抜粋本文:
浦島氏:もちろんです。その点、現代のお母さんたちは、お子さんの食事や睡眠について非常によく考えていらっしゃいますよね。加えて、やはり運動も大事です。体を動かすことによって、リンパの流れがよくなり、抵抗力が上がります。逆に運動不足の子は、どうしても疲れやすく、何事にも活気がなくなってしまう。また、将来肥満になってしまうリスクも高まります。ですから、昔からよく言われているように、小さい頃から運動習慣をつけるということはとても大切なのです。健康のために、よく食べよく寝てよく動く。これが一番だと思います。

石井氏
―今は共働きでご両親が忙しい家庭が多く、子どもを遊ばせる時間が短くなっているという現状を考えると、生活の中にうまく運動を取り入れていく必要がありそうですね。

領域指示データ:
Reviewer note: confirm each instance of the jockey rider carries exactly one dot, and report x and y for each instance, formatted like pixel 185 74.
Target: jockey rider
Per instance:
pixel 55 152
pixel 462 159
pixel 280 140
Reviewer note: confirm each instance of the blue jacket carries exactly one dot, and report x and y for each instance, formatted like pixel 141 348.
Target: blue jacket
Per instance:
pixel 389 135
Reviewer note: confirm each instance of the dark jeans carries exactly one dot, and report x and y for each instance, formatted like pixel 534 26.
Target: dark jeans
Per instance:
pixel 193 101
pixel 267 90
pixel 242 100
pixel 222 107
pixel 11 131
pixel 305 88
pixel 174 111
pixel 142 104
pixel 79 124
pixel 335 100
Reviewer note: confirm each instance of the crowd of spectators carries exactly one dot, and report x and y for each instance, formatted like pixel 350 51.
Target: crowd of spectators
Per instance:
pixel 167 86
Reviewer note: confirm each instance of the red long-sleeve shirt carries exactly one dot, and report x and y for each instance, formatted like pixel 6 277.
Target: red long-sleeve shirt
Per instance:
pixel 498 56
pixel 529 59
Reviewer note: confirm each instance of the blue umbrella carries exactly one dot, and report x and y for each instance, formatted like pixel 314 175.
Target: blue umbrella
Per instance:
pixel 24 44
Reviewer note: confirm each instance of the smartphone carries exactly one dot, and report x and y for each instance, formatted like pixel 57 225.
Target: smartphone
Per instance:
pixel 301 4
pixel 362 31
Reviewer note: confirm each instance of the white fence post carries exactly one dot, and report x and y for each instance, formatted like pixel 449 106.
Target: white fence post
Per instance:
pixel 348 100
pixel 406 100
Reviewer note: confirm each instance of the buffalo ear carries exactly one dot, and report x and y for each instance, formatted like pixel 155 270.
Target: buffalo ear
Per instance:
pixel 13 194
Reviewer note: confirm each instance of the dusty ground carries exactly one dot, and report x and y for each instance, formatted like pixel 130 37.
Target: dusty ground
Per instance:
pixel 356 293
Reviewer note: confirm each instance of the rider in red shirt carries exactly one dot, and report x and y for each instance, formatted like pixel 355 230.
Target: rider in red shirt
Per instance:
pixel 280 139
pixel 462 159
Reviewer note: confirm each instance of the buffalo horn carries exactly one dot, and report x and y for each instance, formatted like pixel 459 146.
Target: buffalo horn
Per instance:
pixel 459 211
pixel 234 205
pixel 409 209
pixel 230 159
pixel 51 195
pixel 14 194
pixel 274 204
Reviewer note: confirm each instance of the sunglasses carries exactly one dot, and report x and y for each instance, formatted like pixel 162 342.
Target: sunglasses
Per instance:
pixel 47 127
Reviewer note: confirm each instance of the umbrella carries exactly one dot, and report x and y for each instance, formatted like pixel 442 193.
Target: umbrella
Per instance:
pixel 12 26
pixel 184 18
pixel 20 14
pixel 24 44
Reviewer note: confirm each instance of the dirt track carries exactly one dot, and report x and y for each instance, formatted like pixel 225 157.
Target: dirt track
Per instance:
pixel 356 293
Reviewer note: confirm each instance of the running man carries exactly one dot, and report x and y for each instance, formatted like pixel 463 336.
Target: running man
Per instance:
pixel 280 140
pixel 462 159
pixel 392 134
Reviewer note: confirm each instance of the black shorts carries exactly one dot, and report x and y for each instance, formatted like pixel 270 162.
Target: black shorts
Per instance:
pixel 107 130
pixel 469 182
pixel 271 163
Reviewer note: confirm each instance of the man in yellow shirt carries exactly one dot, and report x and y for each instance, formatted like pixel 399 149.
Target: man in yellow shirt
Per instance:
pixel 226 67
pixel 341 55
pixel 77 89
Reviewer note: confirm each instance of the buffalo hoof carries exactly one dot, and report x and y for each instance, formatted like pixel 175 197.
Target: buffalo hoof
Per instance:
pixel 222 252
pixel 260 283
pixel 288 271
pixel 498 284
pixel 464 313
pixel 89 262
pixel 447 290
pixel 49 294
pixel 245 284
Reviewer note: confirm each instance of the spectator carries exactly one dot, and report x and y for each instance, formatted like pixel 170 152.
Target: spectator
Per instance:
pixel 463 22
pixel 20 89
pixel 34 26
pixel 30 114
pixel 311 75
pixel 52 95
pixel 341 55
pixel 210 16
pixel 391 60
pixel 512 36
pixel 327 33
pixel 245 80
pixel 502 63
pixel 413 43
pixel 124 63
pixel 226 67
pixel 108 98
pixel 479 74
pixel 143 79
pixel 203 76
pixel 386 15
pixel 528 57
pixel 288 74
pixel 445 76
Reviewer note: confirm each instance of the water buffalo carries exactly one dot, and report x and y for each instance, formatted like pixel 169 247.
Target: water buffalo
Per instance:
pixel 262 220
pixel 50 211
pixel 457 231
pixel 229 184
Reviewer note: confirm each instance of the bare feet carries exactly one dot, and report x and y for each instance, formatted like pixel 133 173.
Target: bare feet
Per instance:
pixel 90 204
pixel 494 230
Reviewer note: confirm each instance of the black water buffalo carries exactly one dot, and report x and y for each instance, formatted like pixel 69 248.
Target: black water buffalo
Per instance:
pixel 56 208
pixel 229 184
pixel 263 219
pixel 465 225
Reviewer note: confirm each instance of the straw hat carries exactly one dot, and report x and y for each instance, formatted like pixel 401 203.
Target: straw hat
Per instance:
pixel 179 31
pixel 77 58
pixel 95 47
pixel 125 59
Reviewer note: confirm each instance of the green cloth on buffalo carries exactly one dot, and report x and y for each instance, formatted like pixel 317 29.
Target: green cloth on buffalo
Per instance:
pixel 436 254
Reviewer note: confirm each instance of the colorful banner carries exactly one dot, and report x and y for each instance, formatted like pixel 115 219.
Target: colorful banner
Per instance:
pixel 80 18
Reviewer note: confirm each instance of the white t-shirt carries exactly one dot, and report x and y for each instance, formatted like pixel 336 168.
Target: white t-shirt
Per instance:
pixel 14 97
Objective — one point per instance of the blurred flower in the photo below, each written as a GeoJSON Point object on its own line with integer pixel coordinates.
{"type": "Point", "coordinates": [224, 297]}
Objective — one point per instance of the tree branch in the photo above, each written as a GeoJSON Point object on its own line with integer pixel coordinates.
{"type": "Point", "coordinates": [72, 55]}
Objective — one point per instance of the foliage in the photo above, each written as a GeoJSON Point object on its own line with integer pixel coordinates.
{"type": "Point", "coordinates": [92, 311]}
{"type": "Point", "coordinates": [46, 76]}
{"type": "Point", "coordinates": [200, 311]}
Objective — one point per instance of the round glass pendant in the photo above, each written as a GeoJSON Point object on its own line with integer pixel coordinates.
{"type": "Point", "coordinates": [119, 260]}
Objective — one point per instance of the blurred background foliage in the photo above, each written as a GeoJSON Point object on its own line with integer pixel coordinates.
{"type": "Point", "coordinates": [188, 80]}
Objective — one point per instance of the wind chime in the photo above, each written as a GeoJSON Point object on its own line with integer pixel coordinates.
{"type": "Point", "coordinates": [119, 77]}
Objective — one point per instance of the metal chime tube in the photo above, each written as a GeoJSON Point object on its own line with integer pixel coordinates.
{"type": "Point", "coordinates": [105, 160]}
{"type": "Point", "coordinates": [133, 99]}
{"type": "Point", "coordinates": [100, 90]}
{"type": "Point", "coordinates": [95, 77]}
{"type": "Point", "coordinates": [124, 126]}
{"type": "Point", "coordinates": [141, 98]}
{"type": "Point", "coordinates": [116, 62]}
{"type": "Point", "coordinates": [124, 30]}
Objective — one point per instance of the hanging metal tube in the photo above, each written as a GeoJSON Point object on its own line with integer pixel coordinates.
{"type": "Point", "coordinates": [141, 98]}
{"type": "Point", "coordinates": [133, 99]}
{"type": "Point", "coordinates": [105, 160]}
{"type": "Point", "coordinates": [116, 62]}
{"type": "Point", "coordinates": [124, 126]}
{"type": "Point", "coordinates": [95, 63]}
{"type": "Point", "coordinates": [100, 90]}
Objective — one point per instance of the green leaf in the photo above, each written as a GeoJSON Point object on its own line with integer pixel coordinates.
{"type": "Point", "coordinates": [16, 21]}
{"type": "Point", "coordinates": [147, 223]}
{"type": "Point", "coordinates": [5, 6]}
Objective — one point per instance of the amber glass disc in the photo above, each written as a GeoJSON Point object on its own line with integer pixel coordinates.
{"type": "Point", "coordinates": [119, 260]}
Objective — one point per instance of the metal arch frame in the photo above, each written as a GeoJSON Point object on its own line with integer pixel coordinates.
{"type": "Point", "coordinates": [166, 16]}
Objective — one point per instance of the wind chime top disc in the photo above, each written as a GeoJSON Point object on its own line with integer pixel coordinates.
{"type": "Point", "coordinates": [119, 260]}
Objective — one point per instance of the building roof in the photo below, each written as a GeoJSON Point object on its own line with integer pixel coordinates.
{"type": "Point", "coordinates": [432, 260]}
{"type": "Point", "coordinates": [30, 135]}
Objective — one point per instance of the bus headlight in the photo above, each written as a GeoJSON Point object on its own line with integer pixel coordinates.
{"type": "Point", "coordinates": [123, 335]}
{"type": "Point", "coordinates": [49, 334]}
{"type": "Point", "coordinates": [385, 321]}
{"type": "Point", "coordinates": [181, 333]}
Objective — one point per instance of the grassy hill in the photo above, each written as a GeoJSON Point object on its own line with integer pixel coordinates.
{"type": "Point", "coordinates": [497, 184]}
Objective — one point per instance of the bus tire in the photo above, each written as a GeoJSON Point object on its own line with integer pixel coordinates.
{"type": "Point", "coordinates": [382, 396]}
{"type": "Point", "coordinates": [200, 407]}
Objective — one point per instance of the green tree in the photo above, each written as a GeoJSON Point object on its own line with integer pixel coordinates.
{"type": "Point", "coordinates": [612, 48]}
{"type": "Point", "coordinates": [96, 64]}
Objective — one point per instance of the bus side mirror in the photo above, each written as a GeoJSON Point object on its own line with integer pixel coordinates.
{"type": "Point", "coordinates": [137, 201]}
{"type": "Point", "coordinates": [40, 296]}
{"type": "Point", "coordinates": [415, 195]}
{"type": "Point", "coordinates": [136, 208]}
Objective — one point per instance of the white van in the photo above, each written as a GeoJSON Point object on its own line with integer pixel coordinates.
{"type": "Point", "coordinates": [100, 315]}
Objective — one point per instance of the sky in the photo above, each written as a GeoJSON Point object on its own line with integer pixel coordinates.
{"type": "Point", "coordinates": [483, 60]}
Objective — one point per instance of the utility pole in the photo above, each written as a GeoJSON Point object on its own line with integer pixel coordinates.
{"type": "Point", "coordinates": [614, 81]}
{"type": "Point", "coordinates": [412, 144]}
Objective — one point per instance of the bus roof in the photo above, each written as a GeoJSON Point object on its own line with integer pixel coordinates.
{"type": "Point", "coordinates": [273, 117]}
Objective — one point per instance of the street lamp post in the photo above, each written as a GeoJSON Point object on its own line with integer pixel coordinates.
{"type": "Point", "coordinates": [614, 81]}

実施課題:
a) 抜粋本文において、子どもにとって運動が大切だとされる理由を、本文の記述に沿って1〜3文で説明してください。
b) 抜粋本文で、浦島氏が健康のために一番だと述べていることは何ですか。
c) 抜粋本文の「浦島氏:もちろんです。その点」から「く。これが一番だと思います。」までを、一字一句違えずに打ち直してください。

各課題の解答:
a) 体を動かすことでリンパの流れがよくなり、抵抗力が上がるからです。逆に運動不足の子どもは疲れやすく、何事にも活気がなくなり、将来肥満になるリスクも高まるとされています。

b) よく食べ、よく寝て、よく動くことです。

c)
浦島氏:もちろんです。その点、現代のお母さんたちは、お子さんの食事や睡眠について非常によく考えていらっしゃいますよね。加えて、やはり運動も大事です。体を動かすことによって、リンパの流れがよくなり、抵抗力が上がります。逆に運動不足の子は、どうしても疲れやすく、何事にも活気がなくなってしまう。また、将来肥満になってしまうリスクも高まります。ですから、昔からよく言われているように、小さい頃から運動習慣をつけるということはとても大切なのです。健康のために、よく食べよく寝てよく動く。これが一番だと思います。